== Texto

Santo, un guardián de la naturaleza y portador de saberes ancestrales, nos recuerda la importancia de cuidar y respetar el equilibrio de la vida en la Tierra. Sus palabras nos invitan a reflexionar sobre nuestra relación con el medio ambiente y cómo podemos aprender de las culturas originarias para proteger y preservar la casa común que compartimos.

El agua, fuente de vida y espiritualidad

Las gotas de lluvia caen suavemente en la aldea Ko’eju Mirî, una de las dieciséis comunidades indígenas mbya guaraní alcanzadas por el proyecto Tape Porã de la Fundación Hora de Obrar en la provincia de Misiones. Gracias a este proyecto, recientemente se llevó a cabo una mejora en la obra de protección de la vertiente y se instaló el tendido eléctrico.

La consulta previa fue esencial en este proceso. Se trata de un derecho mediante el cual se busca obtener el consentimiento libre, previo e informado de los pueblos originarios en relación a cualquier medida o proyecto que pueda afectar sus territorios, recursos naturales o formas de vida. Es por eso que se realizó un diagnóstico participativo sobre el acceso a los servicios básicos y en base a los resultados se presentó una propuesta a la comunidad para trabajar en conjunto.

“Los indígenas mismos, están trabajando y acompañan al proyecto y eso es importante. Uno tiene un conocimiento y uno lleva la necesidad, una preocupación, se presenta y se hace entre todos juntos el proyecto”. Francisco Medina, integrante de la comunidad, recuerda cómo fue el proceso sentado en el interior de un aula con techos de chapa, donde se escucha el sonido del agua. Sabe muy bien la importancia que tiene respetar este derecho específico de los pueblos originarios: ”Pasamos muchas promesas de no indígenas que no se llegan a concretar. A veces aceptamos un proyecto con dudas”.

También sabe que ese agua que hoy llueve y que también brota del suelo es vida y hay que protegerla.”Hoy en día ya no podemos tomar de un arroyito, que viene ni sabemos de dónde. El agua se viene contaminada, se viene con muchas enfermedades. Por eso peleamos por el agua; para que la familia y la comunidad tengan su propio agua mejor, más sana. Eso es lo que más necesitamos en la comunidad.”

====

- Tu consigna
Según el texto sobre la comunidad Ko’eju Mirî, ¿por qué dice Francisco Medina que pelean por el agua? Responde en una a tres oraciones. El material no es necesario para resolver la consigna.

== Datos de origen

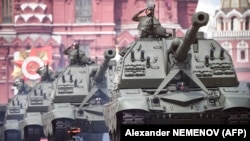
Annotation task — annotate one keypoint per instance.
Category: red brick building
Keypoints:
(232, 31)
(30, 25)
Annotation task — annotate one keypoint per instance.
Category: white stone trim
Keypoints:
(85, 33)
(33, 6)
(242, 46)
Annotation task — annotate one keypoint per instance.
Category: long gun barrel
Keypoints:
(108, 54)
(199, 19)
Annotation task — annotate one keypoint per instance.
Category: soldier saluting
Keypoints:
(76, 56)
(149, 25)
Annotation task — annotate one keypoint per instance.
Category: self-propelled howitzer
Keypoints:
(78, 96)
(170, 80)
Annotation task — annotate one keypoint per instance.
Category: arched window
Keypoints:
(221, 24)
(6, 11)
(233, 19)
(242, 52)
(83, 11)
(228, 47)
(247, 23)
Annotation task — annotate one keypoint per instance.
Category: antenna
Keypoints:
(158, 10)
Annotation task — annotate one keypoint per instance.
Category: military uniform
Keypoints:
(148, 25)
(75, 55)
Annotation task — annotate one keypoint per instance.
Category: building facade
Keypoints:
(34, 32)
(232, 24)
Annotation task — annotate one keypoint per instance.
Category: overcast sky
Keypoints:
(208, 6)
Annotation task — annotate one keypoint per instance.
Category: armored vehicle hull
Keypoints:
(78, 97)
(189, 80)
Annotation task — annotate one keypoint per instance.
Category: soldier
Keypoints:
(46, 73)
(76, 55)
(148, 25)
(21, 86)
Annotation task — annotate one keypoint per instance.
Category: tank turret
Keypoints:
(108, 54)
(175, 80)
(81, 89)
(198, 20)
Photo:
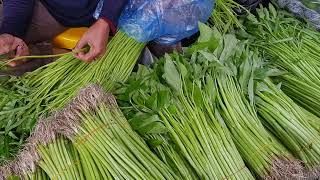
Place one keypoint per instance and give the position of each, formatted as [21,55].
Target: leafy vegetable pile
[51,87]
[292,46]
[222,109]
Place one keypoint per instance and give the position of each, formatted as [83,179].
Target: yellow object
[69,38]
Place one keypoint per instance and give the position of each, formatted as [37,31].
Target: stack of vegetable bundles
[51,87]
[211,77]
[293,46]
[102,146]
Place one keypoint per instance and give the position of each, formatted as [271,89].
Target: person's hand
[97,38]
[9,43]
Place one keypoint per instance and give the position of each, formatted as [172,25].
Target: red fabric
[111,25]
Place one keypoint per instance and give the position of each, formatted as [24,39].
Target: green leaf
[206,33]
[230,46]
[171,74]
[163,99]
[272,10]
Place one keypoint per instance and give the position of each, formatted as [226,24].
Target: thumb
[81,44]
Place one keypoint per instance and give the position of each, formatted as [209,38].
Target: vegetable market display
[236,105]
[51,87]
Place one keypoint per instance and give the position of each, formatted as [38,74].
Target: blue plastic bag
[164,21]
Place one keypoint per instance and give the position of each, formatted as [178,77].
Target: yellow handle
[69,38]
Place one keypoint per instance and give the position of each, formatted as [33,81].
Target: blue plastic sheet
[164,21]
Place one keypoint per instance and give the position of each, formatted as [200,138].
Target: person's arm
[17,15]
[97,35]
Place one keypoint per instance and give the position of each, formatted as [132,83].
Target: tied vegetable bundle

====

- Respuesta
Ya no pueden tomar agua de un arroyo cuyo origen desconocen, porque esa agua llega contaminada y con muchas enfermedades. Pelean para que la familia y la comunidad tengan su propia agua, mejor y más sana.